■ Requirement ■
Format every line of the material below as a numbered list, leaving out any blank lines.
## START Listed records
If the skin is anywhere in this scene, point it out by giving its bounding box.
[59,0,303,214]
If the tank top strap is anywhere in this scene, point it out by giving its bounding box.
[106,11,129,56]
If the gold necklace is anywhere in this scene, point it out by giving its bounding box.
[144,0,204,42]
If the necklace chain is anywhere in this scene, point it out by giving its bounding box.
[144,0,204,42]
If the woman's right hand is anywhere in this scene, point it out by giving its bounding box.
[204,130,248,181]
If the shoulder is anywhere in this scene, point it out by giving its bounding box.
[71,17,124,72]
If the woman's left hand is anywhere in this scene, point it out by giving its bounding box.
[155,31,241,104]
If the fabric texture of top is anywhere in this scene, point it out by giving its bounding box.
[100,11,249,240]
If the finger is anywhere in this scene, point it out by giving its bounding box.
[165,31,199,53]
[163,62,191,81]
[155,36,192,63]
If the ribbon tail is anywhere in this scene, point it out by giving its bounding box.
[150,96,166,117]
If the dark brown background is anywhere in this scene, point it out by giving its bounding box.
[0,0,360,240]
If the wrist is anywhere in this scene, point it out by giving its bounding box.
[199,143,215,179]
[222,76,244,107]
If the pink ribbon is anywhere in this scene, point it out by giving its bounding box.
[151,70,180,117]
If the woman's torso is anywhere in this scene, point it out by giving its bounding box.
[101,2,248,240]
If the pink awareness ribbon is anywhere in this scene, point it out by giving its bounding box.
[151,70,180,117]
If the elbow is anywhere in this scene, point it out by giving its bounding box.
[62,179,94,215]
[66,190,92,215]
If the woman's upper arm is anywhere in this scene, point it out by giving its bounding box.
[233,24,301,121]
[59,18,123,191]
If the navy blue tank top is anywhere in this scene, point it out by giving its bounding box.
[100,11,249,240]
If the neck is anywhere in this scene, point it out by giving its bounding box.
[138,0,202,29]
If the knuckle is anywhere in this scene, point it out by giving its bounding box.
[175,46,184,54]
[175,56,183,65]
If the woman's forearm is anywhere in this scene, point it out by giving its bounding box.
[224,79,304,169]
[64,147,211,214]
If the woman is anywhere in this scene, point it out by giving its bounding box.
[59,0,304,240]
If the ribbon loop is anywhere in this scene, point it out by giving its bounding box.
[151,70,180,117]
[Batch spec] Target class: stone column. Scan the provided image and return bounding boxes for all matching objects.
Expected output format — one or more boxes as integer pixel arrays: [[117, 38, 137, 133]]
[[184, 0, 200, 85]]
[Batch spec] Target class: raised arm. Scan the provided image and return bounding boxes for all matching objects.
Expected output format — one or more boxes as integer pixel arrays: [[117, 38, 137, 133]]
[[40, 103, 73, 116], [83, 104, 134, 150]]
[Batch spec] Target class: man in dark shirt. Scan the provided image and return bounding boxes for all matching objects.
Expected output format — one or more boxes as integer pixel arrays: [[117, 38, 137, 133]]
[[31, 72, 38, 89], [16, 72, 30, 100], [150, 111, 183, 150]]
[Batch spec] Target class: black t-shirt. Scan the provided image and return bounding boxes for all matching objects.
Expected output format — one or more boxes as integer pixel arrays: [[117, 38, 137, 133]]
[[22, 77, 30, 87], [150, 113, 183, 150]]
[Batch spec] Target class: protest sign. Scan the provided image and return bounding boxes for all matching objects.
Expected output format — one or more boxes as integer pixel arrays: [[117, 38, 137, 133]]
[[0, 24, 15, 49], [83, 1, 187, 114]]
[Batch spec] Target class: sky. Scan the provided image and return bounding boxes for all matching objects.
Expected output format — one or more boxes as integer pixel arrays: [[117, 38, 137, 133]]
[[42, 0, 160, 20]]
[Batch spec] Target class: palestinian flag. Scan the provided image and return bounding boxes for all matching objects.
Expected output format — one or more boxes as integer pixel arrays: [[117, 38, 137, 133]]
## END Listed records
■ Answer for the task ■
1. If the skin is anywhere in this scene, point it out by giving its bounding box.
2. [59,0,303,214]
3. If the tank top strap is anywhere in this scene, point it out by giving its bounding box.
4. [106,11,129,56]
5. If the gold necklace is anywhere in this scene, point it out by giving its bounding box.
6. [144,0,204,42]
7. If the necklace chain is anywhere in this scene, point it out by giving its bounding box.
8. [144,0,204,42]
9. If the woman's right hand is anywhere in this scene, point it out by giving its bounding box.
10. [204,130,248,181]
11. If the shoulder is anywhere in this scene, point it out by giving its bounding box.
12. [71,17,124,72]
13. If the woman's left hand is anywhere in this scene, point it out by giving its bounding box.
14. [155,31,241,104]
15. If the fabric texture of top is anywhere in this scene, point it out by giving its bounding box.
16. [100,11,249,240]
17. If the finger is anywhere in this scene, point it out by giving its bounding box.
18. [165,31,199,53]
19. [163,62,191,81]
20. [155,36,192,63]
21. If the ribbon tail is anywhere in this scene, point it out by giving its bounding box.
22. [150,96,166,117]
23. If the dark brown background is anywhere in this scene, point it out by giving its bounding box.
24. [0,0,360,240]
25. If the wrist is anywhere in this scene, point it out by giving its bounding box.
26. [199,143,215,179]
27. [222,76,244,107]
28. If the pink ribbon is anywhere in this scene, point it out by giving its bounding box.
29. [151,70,180,117]
30. If the woman's torso is anywhere in this scene, point it out by giving its bounding box.
31. [101,2,248,240]
32. If the pink awareness ribbon is anywhere in this scene, point it out by giving its bounding box.
33. [151,70,180,117]
34. If the elbow is anywhere in this scene, point it out by giving its bounding box.
35. [62,179,94,215]
36. [66,190,92,215]
37. If the woman's upper arm is anywhere in this scene, point it out by giving its bounding box.
38. [233,24,301,121]
39. [59,18,123,191]
40. If the navy blue tank top is anywhere in this scene, point it out by giving its bounding box.
41. [100,11,249,240]
42. If the neck is anywhere in this scene, point it out by giving its bounding box.
43. [138,0,202,29]
44. If the knuckle is anywhere in this scene, point it out by giving its bounding box.
45. [175,46,184,54]
46. [175,56,183,65]
47. If the woman's forearm is anywhere in this scene, point it out by giving its bounding box.
48. [224,79,304,169]
49. [64,147,211,214]
50. If the woman is anywhere in this scene, point it out by giving its bounding box.
51. [59,0,304,240]
52. If the ribbon loop is anywhere in this scene, point it out by giving its bounding box.
53. [151,70,180,117]
54. [Batch spec] Target class: stone column. Scan the provided image and return bounding boxes for all matching objects.
55. Expected output format — one or more boxes as integer pixel arrays: [[117, 38, 137, 133]]
56. [[184, 0, 200, 85]]
57. [Batch spec] Target class: raised arm. Scan the provided image and return bounding boxes for all matching objects.
58. Expected output format — one or more boxes as integer pixel arrays: [[117, 38, 137, 133]]
59. [[40, 103, 73, 116], [83, 104, 134, 150]]
60. [Batch spec] Target class: man in dark shirt. Scan the provided image and return bounding boxes for all matching objects.
61. Expected output format — one or more boxes as integer pixel arrays: [[117, 38, 137, 133]]
62. [[31, 72, 38, 89], [16, 72, 30, 100], [150, 111, 183, 150]]
63. [Batch spec] Target class: black t-shirt. Scan the provided image and return bounding boxes for all matching objects.
64. Expected output format — one or more boxes as integer pixel arrays: [[117, 38, 137, 133]]
65. [[22, 77, 30, 87], [150, 113, 183, 150]]
66. [Batch spec] Target class: protest sign. Scan the provided image and return bounding boxes for all matching objects.
67. Expected output format — one or more boxes as integer pixel arrays: [[117, 38, 137, 133]]
68. [[0, 24, 15, 49], [83, 1, 187, 114]]
69. [Batch spec] Target class: sky. Scan the provided image and return bounding boxes for all matching objects.
70. Expected output format — one or more boxes as integer pixel arrays: [[117, 38, 137, 133]]
71. [[42, 0, 160, 20]]
72. [Batch spec] Target class: palestinian flag. Scan the provided image and return bounding boxes for all matching objects.
73. Expected output format — one or more boxes as integer pixel arrays: [[117, 38, 137, 133]]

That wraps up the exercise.